**** Task data ****
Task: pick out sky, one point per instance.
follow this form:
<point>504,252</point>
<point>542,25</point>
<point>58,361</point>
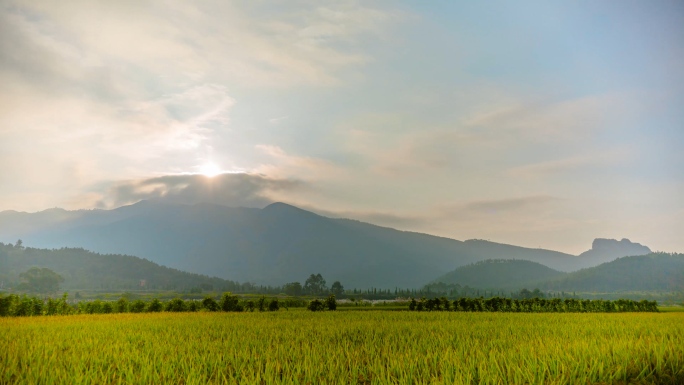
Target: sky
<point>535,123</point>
****
## [Task to complete]
Copy out the data verbatim, with no pictures.

## [Your response]
Task: pick out sky, one point per instance.
follow this form:
<point>504,252</point>
<point>542,25</point>
<point>58,361</point>
Target: sky
<point>535,123</point>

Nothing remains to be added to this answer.